[ENTRIES PROVIDED]
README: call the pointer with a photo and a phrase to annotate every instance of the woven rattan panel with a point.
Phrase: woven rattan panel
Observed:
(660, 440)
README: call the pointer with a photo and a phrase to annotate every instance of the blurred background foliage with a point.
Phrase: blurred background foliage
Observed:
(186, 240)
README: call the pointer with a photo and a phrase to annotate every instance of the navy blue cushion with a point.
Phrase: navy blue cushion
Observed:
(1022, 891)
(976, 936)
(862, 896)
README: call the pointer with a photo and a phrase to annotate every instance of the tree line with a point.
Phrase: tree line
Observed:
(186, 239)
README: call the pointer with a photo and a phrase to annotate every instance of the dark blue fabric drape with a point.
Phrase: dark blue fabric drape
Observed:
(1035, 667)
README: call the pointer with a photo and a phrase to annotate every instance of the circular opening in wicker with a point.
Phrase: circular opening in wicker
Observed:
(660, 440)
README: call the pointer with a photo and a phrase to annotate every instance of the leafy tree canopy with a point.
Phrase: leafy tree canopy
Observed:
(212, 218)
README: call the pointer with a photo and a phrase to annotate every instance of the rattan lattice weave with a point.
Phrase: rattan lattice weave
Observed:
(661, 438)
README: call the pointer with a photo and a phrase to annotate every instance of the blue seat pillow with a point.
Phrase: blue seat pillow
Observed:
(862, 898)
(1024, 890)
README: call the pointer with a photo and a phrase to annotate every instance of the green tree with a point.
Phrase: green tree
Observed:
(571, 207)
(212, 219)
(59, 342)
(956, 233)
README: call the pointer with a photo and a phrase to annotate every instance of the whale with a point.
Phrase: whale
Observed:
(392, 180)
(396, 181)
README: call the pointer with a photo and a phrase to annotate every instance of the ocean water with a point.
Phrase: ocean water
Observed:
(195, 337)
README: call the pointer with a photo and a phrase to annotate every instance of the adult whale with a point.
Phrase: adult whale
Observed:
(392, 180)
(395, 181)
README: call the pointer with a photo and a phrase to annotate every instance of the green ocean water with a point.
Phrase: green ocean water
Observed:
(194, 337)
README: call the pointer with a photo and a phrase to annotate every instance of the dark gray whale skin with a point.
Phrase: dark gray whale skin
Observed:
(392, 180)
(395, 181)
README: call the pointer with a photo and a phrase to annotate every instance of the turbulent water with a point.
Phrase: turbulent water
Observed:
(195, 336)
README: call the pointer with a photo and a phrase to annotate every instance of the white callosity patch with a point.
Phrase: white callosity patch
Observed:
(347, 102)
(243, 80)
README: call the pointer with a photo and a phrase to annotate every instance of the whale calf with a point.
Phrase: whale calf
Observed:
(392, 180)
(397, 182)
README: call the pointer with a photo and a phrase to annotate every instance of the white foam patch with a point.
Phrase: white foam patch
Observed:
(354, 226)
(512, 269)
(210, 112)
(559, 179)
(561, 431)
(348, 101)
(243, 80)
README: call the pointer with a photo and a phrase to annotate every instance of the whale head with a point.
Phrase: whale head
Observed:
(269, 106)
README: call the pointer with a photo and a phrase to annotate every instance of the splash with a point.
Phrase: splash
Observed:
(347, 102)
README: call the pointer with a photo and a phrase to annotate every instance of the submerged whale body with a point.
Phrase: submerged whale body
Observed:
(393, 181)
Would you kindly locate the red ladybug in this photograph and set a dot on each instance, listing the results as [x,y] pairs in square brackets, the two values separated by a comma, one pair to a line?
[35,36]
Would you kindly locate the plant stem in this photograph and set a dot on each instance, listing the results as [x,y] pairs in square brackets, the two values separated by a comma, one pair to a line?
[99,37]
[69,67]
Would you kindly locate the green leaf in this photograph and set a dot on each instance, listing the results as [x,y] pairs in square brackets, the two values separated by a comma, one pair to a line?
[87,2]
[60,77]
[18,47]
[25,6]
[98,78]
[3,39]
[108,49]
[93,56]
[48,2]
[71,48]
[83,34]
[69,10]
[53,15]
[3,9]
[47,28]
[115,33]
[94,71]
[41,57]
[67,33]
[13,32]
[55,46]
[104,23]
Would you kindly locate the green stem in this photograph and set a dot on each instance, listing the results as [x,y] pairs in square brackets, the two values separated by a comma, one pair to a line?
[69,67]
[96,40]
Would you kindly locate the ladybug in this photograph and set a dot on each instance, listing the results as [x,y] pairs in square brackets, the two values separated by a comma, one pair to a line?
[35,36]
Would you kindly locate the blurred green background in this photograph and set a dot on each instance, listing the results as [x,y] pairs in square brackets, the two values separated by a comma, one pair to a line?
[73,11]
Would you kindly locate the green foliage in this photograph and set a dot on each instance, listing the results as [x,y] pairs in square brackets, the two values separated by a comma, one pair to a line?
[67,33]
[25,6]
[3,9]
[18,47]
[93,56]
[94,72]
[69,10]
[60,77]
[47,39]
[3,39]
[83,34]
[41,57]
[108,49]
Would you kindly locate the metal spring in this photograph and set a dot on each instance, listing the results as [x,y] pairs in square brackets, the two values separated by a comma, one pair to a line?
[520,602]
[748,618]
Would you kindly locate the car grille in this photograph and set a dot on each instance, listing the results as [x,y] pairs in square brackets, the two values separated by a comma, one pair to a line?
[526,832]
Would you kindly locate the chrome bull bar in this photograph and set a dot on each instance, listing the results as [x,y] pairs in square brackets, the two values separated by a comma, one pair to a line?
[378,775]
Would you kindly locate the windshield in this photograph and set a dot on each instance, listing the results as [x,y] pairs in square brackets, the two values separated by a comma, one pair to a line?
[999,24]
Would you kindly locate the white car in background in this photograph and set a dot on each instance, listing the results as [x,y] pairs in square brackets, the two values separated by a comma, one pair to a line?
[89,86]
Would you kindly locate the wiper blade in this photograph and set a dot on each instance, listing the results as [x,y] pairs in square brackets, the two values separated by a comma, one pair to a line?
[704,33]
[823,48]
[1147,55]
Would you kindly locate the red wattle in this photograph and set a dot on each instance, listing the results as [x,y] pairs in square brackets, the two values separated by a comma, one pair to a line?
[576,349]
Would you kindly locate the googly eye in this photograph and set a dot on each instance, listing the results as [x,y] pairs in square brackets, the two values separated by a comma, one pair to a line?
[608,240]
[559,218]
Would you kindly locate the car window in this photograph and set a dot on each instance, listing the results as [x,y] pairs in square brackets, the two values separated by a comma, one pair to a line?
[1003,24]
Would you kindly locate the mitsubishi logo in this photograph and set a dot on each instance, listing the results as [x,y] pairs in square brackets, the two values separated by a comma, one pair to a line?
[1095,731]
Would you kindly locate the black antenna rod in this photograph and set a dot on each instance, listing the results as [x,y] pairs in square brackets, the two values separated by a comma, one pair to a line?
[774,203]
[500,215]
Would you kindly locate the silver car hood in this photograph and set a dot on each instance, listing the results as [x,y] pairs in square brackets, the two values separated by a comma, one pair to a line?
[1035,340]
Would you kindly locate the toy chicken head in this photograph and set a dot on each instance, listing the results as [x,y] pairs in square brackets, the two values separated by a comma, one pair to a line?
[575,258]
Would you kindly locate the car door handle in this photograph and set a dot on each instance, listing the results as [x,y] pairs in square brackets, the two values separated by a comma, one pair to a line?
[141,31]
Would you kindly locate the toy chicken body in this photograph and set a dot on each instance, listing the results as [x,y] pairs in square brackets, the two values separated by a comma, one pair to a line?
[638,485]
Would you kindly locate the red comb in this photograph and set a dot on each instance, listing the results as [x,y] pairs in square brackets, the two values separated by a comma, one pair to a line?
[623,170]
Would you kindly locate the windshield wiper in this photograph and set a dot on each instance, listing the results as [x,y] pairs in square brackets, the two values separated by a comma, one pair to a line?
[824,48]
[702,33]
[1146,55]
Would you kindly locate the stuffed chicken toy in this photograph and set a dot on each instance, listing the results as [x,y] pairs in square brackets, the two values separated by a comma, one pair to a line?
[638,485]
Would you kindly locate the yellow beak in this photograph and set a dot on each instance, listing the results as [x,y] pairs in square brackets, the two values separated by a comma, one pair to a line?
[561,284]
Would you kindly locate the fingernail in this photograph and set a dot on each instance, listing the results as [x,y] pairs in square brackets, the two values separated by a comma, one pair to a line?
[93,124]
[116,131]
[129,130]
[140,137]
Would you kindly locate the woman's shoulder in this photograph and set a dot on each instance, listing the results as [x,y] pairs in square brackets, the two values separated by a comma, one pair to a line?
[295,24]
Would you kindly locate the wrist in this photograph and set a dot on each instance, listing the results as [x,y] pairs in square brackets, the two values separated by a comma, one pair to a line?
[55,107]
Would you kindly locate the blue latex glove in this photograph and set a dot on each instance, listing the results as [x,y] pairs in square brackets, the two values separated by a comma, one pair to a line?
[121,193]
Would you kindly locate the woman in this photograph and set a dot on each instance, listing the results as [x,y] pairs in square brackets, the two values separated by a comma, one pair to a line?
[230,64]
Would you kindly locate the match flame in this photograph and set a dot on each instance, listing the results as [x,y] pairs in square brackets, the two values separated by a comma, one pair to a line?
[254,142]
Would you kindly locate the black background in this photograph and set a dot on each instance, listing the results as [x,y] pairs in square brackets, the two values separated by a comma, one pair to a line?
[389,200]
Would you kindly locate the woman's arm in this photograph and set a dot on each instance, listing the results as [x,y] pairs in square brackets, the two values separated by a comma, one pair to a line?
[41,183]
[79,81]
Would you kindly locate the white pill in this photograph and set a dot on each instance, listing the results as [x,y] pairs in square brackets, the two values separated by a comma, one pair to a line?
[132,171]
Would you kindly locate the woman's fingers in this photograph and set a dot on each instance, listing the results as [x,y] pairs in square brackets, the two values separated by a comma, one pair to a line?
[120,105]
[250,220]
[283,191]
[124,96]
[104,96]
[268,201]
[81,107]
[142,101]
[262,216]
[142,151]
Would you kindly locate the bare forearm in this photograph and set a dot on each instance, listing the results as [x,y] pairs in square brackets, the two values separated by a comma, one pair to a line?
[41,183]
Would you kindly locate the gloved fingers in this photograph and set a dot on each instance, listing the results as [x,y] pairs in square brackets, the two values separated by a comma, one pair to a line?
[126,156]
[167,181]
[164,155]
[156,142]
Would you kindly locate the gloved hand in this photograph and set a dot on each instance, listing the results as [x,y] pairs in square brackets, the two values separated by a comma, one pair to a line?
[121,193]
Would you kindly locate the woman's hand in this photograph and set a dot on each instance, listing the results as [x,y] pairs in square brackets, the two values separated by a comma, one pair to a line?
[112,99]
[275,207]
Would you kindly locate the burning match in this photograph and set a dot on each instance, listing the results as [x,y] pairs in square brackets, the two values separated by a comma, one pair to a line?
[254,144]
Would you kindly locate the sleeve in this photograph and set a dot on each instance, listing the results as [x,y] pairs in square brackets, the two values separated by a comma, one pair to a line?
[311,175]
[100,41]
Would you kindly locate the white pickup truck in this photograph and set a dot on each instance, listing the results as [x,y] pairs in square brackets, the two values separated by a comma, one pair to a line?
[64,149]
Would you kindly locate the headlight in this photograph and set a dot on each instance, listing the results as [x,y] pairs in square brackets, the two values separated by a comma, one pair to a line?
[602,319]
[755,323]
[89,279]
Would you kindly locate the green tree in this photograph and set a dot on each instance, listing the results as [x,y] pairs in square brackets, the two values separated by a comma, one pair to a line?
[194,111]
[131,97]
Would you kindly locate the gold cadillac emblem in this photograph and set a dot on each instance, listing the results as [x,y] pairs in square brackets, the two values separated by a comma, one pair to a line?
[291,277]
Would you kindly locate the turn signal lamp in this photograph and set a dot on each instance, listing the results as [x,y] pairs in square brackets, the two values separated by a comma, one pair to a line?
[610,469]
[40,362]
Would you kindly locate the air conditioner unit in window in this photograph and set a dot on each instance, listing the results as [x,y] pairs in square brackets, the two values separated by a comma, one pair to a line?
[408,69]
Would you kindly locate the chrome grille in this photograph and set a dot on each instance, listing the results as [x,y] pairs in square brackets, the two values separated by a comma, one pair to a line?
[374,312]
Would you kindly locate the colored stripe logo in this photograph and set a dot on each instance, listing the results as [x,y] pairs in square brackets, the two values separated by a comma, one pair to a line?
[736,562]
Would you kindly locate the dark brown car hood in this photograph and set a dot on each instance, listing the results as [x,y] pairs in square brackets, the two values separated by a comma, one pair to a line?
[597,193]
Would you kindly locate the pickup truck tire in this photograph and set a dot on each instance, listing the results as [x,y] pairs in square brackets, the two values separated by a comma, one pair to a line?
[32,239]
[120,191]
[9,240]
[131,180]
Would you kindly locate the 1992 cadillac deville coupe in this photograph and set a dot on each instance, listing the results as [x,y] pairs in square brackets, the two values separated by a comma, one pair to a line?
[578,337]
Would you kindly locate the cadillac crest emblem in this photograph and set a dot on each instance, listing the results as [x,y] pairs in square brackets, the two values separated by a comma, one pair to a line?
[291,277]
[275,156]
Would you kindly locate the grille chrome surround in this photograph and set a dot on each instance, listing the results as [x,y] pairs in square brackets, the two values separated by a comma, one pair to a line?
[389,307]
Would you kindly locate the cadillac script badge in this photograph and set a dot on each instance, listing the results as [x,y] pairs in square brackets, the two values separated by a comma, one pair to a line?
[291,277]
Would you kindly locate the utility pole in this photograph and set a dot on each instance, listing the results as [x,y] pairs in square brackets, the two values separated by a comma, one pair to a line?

[REQUIREMENT] From the line holding "Would you kindly locate the grille" down to the final line above, quote every line exactly and only those lines.

[TASK OUTPUT]
Would you kindly locate the grille chrome surround in this photograph and set a dot on each instance, listing the results as [x,y] pairs in square brackets, the two values separated by a comma, one pair to a line?
[389,307]
Would you kindly locate the cadillac script badge in this photograph and set a dot on each instance, listing the results as [x,y] pairs in square brackets, the two values separated by a comma, one pair to a line?
[291,277]
Would you kindly locate the utility pole in this photograph and set a dot on each instance, listing the results as [x,y] pairs in square brackets, the two values separated by a comma, one pair to a line?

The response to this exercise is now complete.